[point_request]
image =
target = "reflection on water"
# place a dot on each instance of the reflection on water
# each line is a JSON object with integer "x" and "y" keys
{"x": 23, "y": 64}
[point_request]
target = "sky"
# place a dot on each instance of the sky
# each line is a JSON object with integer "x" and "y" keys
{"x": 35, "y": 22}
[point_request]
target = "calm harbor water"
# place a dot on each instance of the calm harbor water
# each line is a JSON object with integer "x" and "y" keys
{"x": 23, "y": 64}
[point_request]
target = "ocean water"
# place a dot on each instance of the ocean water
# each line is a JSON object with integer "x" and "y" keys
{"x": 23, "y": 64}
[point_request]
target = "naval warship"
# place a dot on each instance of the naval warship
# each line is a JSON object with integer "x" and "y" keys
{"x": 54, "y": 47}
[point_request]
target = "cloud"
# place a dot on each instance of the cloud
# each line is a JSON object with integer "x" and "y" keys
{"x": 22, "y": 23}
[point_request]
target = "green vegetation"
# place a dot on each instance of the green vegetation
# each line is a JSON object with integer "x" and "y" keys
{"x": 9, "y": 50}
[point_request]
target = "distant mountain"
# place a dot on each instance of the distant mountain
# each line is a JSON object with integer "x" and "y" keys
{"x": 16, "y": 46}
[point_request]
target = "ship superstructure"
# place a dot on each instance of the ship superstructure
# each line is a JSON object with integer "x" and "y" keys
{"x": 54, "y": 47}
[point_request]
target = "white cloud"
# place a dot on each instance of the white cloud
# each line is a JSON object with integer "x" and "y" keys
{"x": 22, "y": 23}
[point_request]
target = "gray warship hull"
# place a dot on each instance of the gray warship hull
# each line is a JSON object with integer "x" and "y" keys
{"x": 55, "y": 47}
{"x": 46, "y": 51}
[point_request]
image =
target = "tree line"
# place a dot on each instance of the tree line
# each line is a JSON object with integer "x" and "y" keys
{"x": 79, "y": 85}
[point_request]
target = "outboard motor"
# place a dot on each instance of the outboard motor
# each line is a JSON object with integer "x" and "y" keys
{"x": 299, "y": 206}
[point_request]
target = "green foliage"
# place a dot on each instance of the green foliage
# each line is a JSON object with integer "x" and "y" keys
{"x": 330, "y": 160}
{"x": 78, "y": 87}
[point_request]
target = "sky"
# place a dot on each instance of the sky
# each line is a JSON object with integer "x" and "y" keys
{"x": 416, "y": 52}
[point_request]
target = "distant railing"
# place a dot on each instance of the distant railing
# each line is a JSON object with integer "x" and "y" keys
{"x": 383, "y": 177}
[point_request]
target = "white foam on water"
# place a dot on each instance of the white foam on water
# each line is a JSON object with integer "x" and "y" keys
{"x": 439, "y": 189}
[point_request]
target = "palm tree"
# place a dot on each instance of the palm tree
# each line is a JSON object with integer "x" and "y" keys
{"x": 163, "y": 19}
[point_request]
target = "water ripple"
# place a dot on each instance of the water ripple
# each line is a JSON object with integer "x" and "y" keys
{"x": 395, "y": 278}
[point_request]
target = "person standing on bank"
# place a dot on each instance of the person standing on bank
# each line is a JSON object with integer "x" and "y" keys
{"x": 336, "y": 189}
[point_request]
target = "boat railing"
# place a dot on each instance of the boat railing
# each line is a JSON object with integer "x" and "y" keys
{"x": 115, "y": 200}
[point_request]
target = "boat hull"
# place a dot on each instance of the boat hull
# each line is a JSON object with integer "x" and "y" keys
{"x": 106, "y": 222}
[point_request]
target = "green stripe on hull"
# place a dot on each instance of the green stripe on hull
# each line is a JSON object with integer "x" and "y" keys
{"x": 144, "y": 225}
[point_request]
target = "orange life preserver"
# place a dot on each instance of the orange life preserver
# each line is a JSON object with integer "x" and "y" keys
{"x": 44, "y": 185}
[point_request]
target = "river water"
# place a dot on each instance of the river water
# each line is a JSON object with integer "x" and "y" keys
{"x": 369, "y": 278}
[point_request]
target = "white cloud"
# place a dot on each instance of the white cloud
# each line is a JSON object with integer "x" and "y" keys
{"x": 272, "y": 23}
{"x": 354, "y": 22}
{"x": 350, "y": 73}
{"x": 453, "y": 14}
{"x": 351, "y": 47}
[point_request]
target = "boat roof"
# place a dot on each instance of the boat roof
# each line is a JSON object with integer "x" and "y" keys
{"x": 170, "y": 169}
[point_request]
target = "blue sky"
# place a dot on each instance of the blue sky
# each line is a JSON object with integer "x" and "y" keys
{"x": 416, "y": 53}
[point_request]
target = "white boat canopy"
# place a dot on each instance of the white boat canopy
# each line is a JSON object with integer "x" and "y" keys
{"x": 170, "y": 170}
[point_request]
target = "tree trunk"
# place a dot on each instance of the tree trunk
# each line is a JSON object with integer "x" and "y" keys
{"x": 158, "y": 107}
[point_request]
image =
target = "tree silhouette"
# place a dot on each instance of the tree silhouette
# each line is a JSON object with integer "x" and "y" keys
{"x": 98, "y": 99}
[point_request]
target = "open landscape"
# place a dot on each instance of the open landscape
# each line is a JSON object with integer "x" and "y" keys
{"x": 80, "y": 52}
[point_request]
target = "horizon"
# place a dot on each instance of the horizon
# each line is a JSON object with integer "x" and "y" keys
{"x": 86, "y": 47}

########

• Given instruction
Copy out every line of the data above, exactly as given.

• Response to this exercise
[point_request]
image =
target = "reflection on water"
# place a dot on each instance of the reflection on water
# each line is a JSON object with integer "x" and "y" keys
{"x": 23, "y": 64}
[point_request]
target = "sky"
# place a dot on each instance of the sky
# each line is a JSON object with integer "x" and "y" keys
{"x": 35, "y": 22}
[point_request]
target = "calm harbor water"
# place a dot on each instance of the calm harbor water
# each line is a JSON object with integer "x" and "y" keys
{"x": 23, "y": 64}
[point_request]
target = "ocean water"
# place a dot on each instance of the ocean water
# each line is a JSON object with integer "x" and "y" keys
{"x": 23, "y": 64}
[point_request]
target = "naval warship"
# place a dot on each instance of the naval warship
# each line is a JSON object with integer "x" and "y" keys
{"x": 54, "y": 47}
[point_request]
target = "cloud"
# place a dot on each instance of the cloud
# each line is a JSON object with integer "x" and "y" keys
{"x": 22, "y": 23}
[point_request]
target = "green vegetation"
# place a dot on each instance of the green vegetation
# each line is a JSON object with integer "x" and "y" keys
{"x": 9, "y": 50}
[point_request]
target = "distant mountain"
# place a dot on each instance of the distant mountain
# each line is a JSON object with integer "x" and "y" keys
{"x": 16, "y": 46}
[point_request]
target = "ship superstructure"
# place a dot on each instance of the ship superstructure
# each line is a JSON object with integer "x" and "y" keys
{"x": 54, "y": 47}
[point_request]
target = "white cloud"
# place a dot on each instance of the white cloud
# each line is a JSON object with integer "x" and "y" keys
{"x": 22, "y": 23}
[point_request]
target = "gray warship hull"
# place a dot on each instance of the gray warship hull
# each line is a JSON object with integer "x" and "y" keys
{"x": 55, "y": 47}
{"x": 46, "y": 51}
[point_request]
image =
target = "tree line"
# place a dot on each instance of the tree line
# each line is a JSON object with integer "x" and "y" keys
{"x": 79, "y": 85}
[point_request]
target = "outboard motor"
# place a dot on each instance of the outboard motor
# each line is a JSON object with integer "x" and "y" keys
{"x": 299, "y": 206}
[point_request]
target = "green foliage"
# place a dot on each instance of the green foliage
# each line is a JSON object with integer "x" and "y" keys
{"x": 330, "y": 160}
{"x": 78, "y": 87}
[point_request]
target = "sky"
# place a dot on each instance of the sky
# each line is a JSON object with integer "x" and "y" keys
{"x": 416, "y": 52}
[point_request]
target = "distant railing"
# place a dot on each instance of the distant railing
# each line is a JSON object with integer "x" and "y" keys
{"x": 383, "y": 177}
[point_request]
target = "white foam on water"
# place a dot on each instance of the white foam on water
# each line is a JSON object with integer "x" and "y" keys
{"x": 439, "y": 189}
[point_request]
target = "palm tree"
# place a dot on each instance of the palm tree
# each line is a JSON object with integer "x" and "y" keys
{"x": 163, "y": 19}
[point_request]
target = "water ripple"
# place a dot on each instance of the water ripple
# each line is a JSON object with integer "x" and "y" keys
{"x": 395, "y": 278}
[point_request]
target = "person standing on bank"
# place a dot on each instance of the person standing on bank
# each line is a JSON object with integer "x" and "y" keys
{"x": 336, "y": 189}
[point_request]
target = "boat railing"
# place a dot on each instance of the boat railing
# each line is a JSON object with integer "x" and "y" keys
{"x": 115, "y": 200}
[point_request]
target = "boat hull"
# place a dot on each instance of the boat hull
# each line is a JSON object with integer "x" and "y" keys
{"x": 106, "y": 222}
[point_request]
target = "green stripe on hull"
# place a dot on each instance of the green stripe on hull
# each line is a JSON object with integer "x" and "y" keys
{"x": 144, "y": 225}
[point_request]
target = "orange life preserver"
# place a dot on each instance of the orange life preserver
# each line is a JSON object with integer "x" and "y" keys
{"x": 44, "y": 185}
[point_request]
target = "river water"
# place a dot on each instance of the river water
# each line is a JSON object with integer "x" and "y" keys
{"x": 369, "y": 278}
[point_request]
target = "white cloud"
# place a dot on each instance of the white cloud
# each line is a JSON object with integer "x" and "y" keys
{"x": 272, "y": 23}
{"x": 354, "y": 22}
{"x": 350, "y": 73}
{"x": 453, "y": 14}
{"x": 351, "y": 47}
[point_request]
target = "boat roof"
# place a dot on each instance of the boat roof
# each line is a JSON object with integer "x" and "y" keys
{"x": 170, "y": 169}
[point_request]
target = "blue sky"
# place a dot on each instance of the blue sky
# each line is a JSON object with integer "x" and "y" keys
{"x": 416, "y": 53}
[point_request]
target = "white boat canopy"
# place a dot on each instance of the white boat canopy
# each line is a JSON object with integer "x" and "y" keys
{"x": 170, "y": 170}
[point_request]
target = "tree trunk"
# place a dot on each instance of the tree trunk
# each line is a JSON object with integer "x" and "y" keys
{"x": 158, "y": 107}
[point_request]
image =
target = "tree silhouette"
# place a dot on each instance of the tree silhouette
# each line is a JSON object with integer "x" and "y" keys
{"x": 98, "y": 99}
[point_request]
target = "open landscape"
# place a dot on each instance of the open landscape
# each line is a JSON object with integer "x" and "y" keys
{"x": 80, "y": 52}
[point_request]
target = "horizon"
# place a dot on each instance of the horizon
# each line is a JSON object with integer "x" and "y" keys
{"x": 86, "y": 47}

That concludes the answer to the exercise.